* [WHAT THE TASK REQUIRES]:
Please give the number of lines in the data below that contain the word "each", and reply with that number alone.

* [RECORDED INFORMATION]:
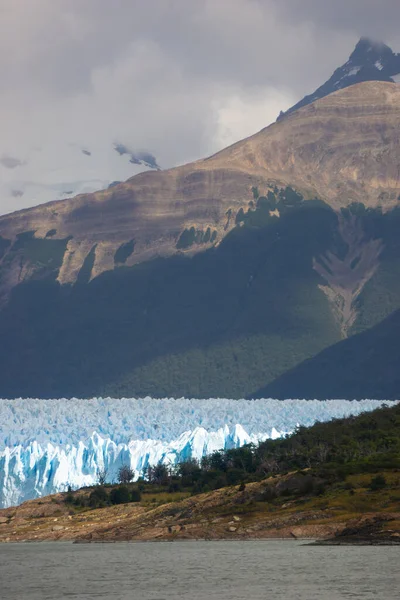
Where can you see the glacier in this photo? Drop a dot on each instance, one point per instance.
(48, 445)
---
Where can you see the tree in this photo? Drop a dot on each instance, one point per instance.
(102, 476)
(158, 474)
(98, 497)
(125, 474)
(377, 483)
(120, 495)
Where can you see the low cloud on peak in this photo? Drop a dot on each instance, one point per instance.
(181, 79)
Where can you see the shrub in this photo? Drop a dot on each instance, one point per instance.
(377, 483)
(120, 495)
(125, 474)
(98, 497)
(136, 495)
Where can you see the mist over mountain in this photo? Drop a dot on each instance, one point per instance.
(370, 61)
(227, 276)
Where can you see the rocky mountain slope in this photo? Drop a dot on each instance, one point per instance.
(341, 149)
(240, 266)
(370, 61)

* [ANSWER TO THIS PROBLEM]:
6